The third format is OGG as Linux does not support H.264 nor VP8 out of the box.
That's a wrong claim. VP8 support on Linux is commonplace. As well as H.264 support (if we are talking about system frameworks like gstreamer and etc.).
Browsers is another matter, and they ship with their own decoders. Mozilla provides an option to use gstreamer for Firefox, but it's not built by default. Mozilla can't use built in H.264 decoders simply because it will require licensing and will make it non redistributable.
Also, OGG is not a codec, it's a container. The author probably meant Theora.
Ogg as a fallback for Linux... Actually Theora was seriously planned to be the codec for HTML5 video, but Apple and Nokia spoiled this in 2007 due to some virtual patent problems.
That's known, but Theora never could compete with H.264 in quality. It was proposed simply because it was the best available open coded at that time. When VP8 arrived it replaced Theora for that role.
It's not that bad, moreover the game is always about quality/quantity ratio. And if it had become a standard, its development would be heavily pushed forward and vp8 would likely now be really free and called theora 2.0.
Latest builds of Chrome and FF play webm/vp8 fine on my Ubuntu machines.
Given that previously Linux users had to manually enable flash, asking them to update to recent browsers is a reasonable request (also good security). Saying you need Ogg/Theora for legacy Linux support is a bit silly -- that's a vanishingly small segment of the target audience, and they tend to be tech savvy anyway.
I wonder why it's not on by default. It can't be illegal to ship a browser that uses gstreamer, right? Users can purchase and install fluendo's codec pack to decode h.264 videos, or use the hw decoders in their graphics cards.
The main reason was Mozilla's openness martyrdom, but they've relaxed that position somewhat. There are still problems with pluggable codecs (of while GStreamer is one form): different users will have different codecs installed, leading to poor interoperability and trojan "codec packs" have been a vector for malware.

____

▶ [Aim of the task] Continue the discussion of browser video codecs on Linux from its last comment.

[Excerpts of pointing data]
____

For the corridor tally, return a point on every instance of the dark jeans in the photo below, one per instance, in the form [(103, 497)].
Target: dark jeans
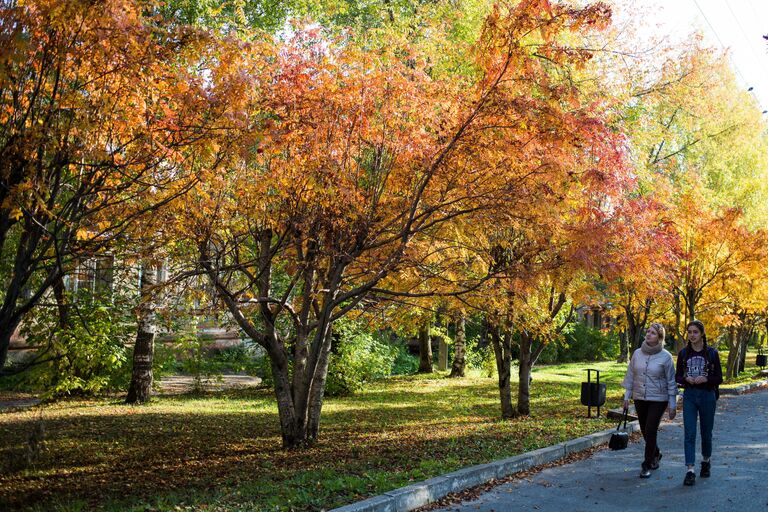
[(649, 416), (698, 404)]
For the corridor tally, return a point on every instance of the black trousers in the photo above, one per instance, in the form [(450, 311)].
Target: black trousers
[(649, 416)]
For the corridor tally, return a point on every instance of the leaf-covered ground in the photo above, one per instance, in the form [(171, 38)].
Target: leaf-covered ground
[(221, 452)]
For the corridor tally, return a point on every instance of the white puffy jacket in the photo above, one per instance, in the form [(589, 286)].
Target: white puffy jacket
[(651, 377)]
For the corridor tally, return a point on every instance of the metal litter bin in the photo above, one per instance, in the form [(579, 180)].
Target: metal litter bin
[(592, 393)]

____

▶ [Answer to this exercise]
There is hope that Nokia is just FUDing, and these patents can be invalidated or shown to be irrelevant to VP8. (That's the story with Opus audio codec being attacked by various patent trolls). But all this takes time and these trolls naturally hate the idea of open HTML5 video.
It's not incompatible with anything, Simon is saying if it was an open source license it would be incompatible.
But it's not an open source license, it's a separate agreement with no bearing on either VP8 or the existing patent grant.
You can sign the cross license, and still be able to release/reuse/whatever any open source versions you like.
Sure, this agreement doesn't really affect any encumbrance or non encumbrance of VP8 by any patents. One can ignore this agreement altogether. The reason Google made it was to reduce FUD, but Simon Phipps suggests that it might not reduce, but actually increase it.
Whatever you may think of their patents or their strategy, is it fair to call Nokia a troll? Are they not actually manufacturing products which implement the patents?
Often the term "patent troll" is used to denote NPEs which don't produce any technology. However a broader meaning is simply extortionist / racketeer. Whether extortionist produces anything useful is already secondary. So I think it's proper to call patent aggressors trolls, especially when this aggression is directed simply to block competition.
In Nokia case, their products are not harmed by VP8 in any way. They just picked up a pile of patents for the sole reason of attacking an open codec and to prevent its adoption. It's also probable that it's not even Nokia's own initiative, but someone's who is behind them. Using third party patent trolls to fight competition while staying in background to avoid attention is a common technique amongst patent aggressors known as patent privateering: https://en.wikipedia.org/wiki/Patent_Privateer
Is this post coming from the past? It cites a table from diveintohtml that was made in 2011. Figures of h264 penetration also dating from 2011.
Things have changed since then: firefox has announced it would support h264. Opera has had versions supporting h264 but no longer does. Also, it fails to mention Google's agreement with MPEG-LA.
Finally, more than not giving anything new, it contains mistakes and confusions, the paragraph on Linux is terrible as it confuses containers and codecs, claims wrongfully that linux does not support h264 nor vp8 on the browser out of the box (all graphical linux browsers do support h264 or vp8, most support both). The only good thing to keep from this article is its title (oh and the update about firefox nightly).
Unlike VideoLAN, Mozilla has a big, obvious income stream for H.264 patent-holders to go after. Mozilla, quite reasonably, thinks they should spend that income advancing their mission rather than paying off patent holders (in a way that undermines it). They're also, again unlike VideoLAN, headquartered in a very, very software-patent-friendly jurisdiction.
Mozilla isn't refusing to ship H.264 because they lack "balls". They're refusing because there are serious practical constraints that get in the way.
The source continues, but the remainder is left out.